*EXERCISE A*: From the post about Minerva and Violet during the bomb explosion in 403, extract the passage that begins at the words "I don’t think" and stops after "to something occurring.".
*EXERCISE B*: Extend the post about Minerva and Violet during the bomb explosion in 403, picking up after its last sentence.

*TEXT PASSAGE*:

--- START ---

I don’t think it’s crazy for me to headcanon that in 403 when the bomb explodes, Minerva actually abandons Violet prior to it occurring (maybe being drawn by AJ’s gunshot depending on your choice??), because it makes absolutely no sense for them to go “stop the bomb” and then only one of them is burnt to shit. An explosion from such a close distance would’ve logically left both of them at least mildly burnt.
It makes more sense for Minerva to be totally fine in the kidnapped Louis route, but in the Violet route, I can’t help but feel like Violet saying “Where’s Minnie?” with such frustration when she shows up on the beach is due to something occurring.
But knowing Skybound and Telltale, they probably just forgot how explosions work.

--- END ---

*INFORMATION*:
--- START ---

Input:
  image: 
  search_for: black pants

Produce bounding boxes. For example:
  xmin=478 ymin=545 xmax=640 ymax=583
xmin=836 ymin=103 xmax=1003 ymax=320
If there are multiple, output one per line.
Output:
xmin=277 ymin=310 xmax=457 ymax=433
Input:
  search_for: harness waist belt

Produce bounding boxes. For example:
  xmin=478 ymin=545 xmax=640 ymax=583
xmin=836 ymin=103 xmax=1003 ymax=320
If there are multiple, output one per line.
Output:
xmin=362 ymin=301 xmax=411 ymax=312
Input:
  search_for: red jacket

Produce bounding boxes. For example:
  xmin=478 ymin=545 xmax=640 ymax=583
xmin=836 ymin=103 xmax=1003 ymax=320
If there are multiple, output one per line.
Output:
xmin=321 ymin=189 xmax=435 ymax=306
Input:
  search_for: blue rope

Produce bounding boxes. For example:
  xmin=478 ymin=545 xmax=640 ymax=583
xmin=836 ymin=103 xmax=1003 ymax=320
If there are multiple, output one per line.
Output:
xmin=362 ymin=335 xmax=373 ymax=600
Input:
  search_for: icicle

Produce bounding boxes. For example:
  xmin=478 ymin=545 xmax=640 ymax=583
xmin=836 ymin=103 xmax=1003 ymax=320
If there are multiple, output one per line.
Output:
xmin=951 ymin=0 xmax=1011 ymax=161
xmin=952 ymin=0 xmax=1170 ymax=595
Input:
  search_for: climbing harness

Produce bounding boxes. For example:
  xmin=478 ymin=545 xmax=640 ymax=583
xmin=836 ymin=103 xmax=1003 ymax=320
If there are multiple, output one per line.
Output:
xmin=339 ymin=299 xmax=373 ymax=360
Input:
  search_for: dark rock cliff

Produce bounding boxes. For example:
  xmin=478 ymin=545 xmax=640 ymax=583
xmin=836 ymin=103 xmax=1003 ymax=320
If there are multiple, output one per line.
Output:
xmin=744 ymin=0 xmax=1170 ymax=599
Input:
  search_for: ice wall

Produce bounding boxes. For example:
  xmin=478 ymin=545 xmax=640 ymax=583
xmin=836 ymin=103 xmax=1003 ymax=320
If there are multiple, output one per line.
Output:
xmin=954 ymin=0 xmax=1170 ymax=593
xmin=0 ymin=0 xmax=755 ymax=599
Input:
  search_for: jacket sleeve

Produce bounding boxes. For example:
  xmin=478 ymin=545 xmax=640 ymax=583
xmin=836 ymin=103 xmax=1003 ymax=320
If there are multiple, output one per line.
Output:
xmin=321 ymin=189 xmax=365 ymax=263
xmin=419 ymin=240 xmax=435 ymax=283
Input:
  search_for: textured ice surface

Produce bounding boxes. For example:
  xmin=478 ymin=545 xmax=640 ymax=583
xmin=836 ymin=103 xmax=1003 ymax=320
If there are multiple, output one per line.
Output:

--- END ---

*EXERCISE OUTPUT A*:
I don’t think it’s crazy for me to headcanon that in 403 when the bomb explodes, Minerva actually abandons Violet prior to it occurring (maybe being drawn by AJ’s gunshot depending on your choice??), because it makes absolutely no sense for them to go “stop the bomb” and then only one of them is burnt to shit. An explosion from such a close distance would’ve logically left both of them at least mildly burnt.
It makes more sense for Minerva to be totally fine in the kidnapped Louis route, but in the Violet route, I can’t help but feel like Violet saying “Where’s Minnie?” with such frustration when she shows up on the beach is due to something occurring.

*EXERCISE OUTPUT B*:
LMAO 💀 at that last sentence BUT YES i do at least agree that something had to have happened between them during the explosion but its been hard to figure out exactly what that couldve been 🤔
but jokes aside lets try to give the writers some credit. if vi was so horribly scarred WHY wasnt minnie harmed as well if they were supposedly together? i think its a fair question to ask. especially since in 404 minnie and vi are completely separated with minnie already on the beach and vi struggling to get to shore by herself (burned and blinded 😭). and her "WHERE IS SHE??" does sound pretty furious (and atp she regrets what she did on the boat and tries to apologize to clem a minute later so why would her anger be directed at clem and louis?). we know minnie sacrificed sophie to save herself so why would it be so hard to believe she did the same to vi in the explosion? or did vi possibly try to protect her? or both?? minnie lets vi take the brunt of the hit for her and then leaves her?? i cant imagine minnie giving up on trying to stop the bomb either since shes delta now and definitely wouldnt want the boat to explode. and youd think minnie would be leading the way since kidnapped vi was in a cell the whole time. vi says they headed to the boiler room together to try to stop it but then it seems like everything just kinda went black 💣💥
but if minnie didnt abandon vi before the explosion, why wasnt minnie near vi in the water post-explosion? minnie had to have left vi alone and vulnerable at some point in all of this and we know how vi feels about being abandoned... minnie is more focused on trying to save the remaining delta and doesnt seem to have even tried looking for vi if they Were separated by the blast (and if they were together when the bomb went off (which vi says they were) minnie wouldve known vi was caught in the blast, but it doesnt seem like she cares)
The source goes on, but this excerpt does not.